----- EXTRACT

The Narcissistic Truths – No. 7

i-use-words-purely-to-control

46 thoughts on “The Narcissistic Truths – No. 7

  1. Geminimom says:

    Posted on my Instagram. HG Tudor ♠️

    1. HG Tudor says:

      Thank you.

  2. SVR says:

    I love this picture. It speaks volumes. HG are you putting these pictures toget her or do you have someone helping you?

    1. HG Tudor says:

      I state the brief which is very precise and I have someone source the pictures for me. I have final approval. Naturally.

  3. sues423 says:

    “FLATTERY IN COURTSHIP IS THE HIGHEST INSOLENCE, FOR WHILST IT PRETENDS TO BESTOW ON YOU MORE THAT YOU DESERVE, IT IS WATCHING AN OPPORTUNITY TO TAKE FROM YOU WHAT YOU REALLY HAVE.”
    Sarah Fielding

    Intense picture!

  4. My, what an evocative image!

    It certainly helps that you are so wonderfully adept with words, HG. Such devices are weapons in your abstemious hand.
    This quote reminds me of you, HG and your greatness. You have created much good here with your words.

    “Beneath the rule of men entirely great, the pen is mightier than the sword. ”
    Edward G. Bulwer-Lytton

    1. HG Tudor says:

      Thank you.

----------
----- RAW DATA

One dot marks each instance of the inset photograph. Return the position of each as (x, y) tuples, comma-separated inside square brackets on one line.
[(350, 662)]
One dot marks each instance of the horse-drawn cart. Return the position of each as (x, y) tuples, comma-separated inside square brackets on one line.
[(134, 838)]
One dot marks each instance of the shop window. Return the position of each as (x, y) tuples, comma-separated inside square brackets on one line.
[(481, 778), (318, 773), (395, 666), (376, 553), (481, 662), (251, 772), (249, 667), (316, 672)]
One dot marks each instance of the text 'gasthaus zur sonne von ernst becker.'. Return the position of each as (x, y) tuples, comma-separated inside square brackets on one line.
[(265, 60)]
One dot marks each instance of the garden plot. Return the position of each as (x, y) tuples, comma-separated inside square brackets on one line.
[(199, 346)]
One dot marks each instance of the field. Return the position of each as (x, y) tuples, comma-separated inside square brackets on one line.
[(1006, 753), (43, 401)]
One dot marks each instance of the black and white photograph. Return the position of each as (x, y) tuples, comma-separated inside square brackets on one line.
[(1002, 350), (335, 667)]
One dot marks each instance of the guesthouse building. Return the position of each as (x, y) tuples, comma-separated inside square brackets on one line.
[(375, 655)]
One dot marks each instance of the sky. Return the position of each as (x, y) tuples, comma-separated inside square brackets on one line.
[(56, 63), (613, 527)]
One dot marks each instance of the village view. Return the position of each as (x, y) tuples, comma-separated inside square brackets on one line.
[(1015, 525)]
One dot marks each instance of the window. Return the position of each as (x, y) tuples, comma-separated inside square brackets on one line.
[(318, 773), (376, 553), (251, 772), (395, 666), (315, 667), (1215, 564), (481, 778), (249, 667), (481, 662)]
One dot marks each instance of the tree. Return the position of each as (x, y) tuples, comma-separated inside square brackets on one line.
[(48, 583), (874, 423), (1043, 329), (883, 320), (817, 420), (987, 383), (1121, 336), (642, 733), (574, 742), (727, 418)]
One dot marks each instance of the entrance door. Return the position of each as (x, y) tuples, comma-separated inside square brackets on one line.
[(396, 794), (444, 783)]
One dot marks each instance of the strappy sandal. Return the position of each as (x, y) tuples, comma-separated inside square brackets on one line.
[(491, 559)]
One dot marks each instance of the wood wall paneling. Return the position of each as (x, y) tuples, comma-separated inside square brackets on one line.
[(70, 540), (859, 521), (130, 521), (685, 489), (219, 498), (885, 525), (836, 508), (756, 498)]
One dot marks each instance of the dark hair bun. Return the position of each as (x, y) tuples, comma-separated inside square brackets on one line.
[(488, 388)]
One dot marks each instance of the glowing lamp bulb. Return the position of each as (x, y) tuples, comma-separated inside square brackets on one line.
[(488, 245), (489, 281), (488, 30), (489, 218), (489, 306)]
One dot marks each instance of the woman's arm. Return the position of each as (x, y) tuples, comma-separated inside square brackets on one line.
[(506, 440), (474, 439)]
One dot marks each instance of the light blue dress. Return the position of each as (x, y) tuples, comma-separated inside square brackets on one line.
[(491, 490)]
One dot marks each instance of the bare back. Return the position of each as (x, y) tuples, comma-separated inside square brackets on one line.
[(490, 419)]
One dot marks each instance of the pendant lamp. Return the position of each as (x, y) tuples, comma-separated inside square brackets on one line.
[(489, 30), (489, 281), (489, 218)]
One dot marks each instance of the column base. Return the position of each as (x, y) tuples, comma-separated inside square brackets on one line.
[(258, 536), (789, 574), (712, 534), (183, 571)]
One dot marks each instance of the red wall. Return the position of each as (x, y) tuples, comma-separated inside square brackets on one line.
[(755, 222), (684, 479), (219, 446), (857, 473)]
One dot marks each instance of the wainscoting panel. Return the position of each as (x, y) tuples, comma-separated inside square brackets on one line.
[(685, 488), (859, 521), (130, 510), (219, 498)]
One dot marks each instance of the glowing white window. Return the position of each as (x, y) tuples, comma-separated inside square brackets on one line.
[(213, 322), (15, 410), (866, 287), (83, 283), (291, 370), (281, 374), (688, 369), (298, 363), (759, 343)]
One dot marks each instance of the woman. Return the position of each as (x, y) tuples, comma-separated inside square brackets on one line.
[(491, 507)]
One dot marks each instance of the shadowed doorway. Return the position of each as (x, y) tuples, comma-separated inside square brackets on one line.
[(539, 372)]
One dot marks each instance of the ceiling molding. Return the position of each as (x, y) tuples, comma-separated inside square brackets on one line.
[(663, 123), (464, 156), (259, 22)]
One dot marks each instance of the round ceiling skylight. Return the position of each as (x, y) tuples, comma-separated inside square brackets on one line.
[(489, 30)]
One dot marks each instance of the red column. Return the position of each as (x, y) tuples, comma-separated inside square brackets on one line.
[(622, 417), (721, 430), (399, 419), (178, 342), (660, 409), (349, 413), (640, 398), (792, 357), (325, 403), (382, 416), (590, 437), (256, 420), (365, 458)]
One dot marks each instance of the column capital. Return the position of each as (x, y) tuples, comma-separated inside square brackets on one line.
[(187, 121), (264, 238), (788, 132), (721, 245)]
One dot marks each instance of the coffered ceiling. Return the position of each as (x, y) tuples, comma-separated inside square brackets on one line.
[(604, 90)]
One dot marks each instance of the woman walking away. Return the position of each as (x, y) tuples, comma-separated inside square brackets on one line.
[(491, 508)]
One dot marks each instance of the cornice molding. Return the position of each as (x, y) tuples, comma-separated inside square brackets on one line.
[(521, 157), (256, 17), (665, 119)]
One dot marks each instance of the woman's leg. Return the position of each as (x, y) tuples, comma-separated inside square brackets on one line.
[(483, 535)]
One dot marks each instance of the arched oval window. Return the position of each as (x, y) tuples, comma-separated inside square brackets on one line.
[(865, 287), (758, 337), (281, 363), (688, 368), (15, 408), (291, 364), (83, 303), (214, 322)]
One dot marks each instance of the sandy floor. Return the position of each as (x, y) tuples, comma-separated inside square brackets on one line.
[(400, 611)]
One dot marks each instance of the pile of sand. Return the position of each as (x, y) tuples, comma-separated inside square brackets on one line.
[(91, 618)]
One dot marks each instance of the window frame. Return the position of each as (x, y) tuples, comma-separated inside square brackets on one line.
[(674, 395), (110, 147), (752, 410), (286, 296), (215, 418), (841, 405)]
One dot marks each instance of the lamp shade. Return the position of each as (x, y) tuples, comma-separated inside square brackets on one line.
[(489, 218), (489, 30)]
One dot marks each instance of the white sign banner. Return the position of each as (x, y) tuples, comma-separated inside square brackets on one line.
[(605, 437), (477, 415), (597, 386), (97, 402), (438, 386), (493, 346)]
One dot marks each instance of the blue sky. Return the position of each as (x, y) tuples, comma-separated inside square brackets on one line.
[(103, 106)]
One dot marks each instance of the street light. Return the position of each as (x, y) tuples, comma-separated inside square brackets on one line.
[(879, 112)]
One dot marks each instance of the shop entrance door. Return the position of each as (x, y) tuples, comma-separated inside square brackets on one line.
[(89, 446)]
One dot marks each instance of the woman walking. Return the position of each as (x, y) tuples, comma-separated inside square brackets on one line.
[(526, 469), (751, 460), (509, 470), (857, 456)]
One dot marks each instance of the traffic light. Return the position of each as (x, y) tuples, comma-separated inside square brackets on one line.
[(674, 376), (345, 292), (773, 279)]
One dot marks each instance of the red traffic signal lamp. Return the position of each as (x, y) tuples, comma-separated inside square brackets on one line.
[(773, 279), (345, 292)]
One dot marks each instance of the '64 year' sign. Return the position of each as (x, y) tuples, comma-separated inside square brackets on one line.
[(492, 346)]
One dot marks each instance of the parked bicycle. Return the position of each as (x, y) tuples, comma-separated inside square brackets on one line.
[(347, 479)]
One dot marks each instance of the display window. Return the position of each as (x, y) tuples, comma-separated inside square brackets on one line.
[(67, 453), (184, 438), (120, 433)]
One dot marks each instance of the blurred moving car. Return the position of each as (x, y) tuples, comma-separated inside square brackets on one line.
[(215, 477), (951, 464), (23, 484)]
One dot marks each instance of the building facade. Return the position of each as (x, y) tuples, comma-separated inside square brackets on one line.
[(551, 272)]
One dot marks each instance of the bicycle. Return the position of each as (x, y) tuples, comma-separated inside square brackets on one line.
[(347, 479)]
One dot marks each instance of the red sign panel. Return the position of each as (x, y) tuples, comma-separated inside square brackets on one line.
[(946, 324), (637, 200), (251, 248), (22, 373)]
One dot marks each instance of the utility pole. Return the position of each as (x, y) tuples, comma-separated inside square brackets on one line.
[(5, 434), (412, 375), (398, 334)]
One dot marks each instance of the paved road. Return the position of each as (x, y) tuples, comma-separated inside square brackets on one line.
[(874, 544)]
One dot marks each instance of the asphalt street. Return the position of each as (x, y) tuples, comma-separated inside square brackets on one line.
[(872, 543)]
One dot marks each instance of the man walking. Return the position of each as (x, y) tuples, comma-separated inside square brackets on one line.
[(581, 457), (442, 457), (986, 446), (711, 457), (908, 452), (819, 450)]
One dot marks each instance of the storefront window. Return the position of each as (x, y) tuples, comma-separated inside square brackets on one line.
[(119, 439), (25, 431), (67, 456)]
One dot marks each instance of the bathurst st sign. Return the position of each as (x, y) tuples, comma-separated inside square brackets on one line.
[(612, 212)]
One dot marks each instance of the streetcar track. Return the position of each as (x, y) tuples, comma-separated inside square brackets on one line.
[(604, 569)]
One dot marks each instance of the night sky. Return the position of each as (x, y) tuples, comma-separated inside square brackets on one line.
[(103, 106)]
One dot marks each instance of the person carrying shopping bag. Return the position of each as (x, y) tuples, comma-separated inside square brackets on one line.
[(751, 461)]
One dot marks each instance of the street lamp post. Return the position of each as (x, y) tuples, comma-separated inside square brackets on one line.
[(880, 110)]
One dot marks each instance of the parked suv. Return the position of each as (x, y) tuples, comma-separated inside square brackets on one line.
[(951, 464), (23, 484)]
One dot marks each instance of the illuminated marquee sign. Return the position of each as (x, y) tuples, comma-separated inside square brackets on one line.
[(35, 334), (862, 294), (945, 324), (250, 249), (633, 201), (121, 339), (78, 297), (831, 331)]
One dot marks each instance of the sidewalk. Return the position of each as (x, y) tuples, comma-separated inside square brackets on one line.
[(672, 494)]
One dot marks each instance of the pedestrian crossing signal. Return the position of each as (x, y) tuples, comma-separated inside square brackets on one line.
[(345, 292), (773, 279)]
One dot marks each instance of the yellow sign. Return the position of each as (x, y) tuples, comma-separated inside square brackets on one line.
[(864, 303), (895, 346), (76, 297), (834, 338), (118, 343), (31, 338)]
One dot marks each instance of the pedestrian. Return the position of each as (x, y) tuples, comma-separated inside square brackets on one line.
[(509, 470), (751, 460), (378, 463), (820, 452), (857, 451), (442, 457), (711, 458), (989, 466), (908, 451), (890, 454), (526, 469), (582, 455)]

----------

- **EXERCISE TASKS**
• A. In the comment thread, how are the pictures for these posts put together? Answer in one to three sentences.
• B. Copy the data entries word for word, everything from the first row down to the row containing "[(265, 60)]".

- **RESULTS FOR EACH TASK**
• A. HG Tudor writes a very precise brief, and someone else finds pictures to match it. HG Tudor then gives final approval.

• B.
One dot marks each instance of the inset photograph. Return the position of each as (x, y) tuples, comma-separated inside square brackets on one line.
[(350, 662)]
One dot marks each instance of the horse-drawn cart. Return the position of each as (x, y) tuples, comma-separated inside square brackets on one line.
[(134, 838)]
One dot marks each instance of the shop window. Return the position of each as (x, y) tuples, comma-separated inside square brackets on one line.
[(481, 778), (318, 773), (395, 666), (376, 553), (481, 662), (251, 772), (249, 667), (316, 672)]
One dot marks each instance of the text 'gasthaus zur sonne von ernst becker.'. Return the position of each as (x, y) tuples, comma-separated inside square brackets on one line.
[(265, 60)]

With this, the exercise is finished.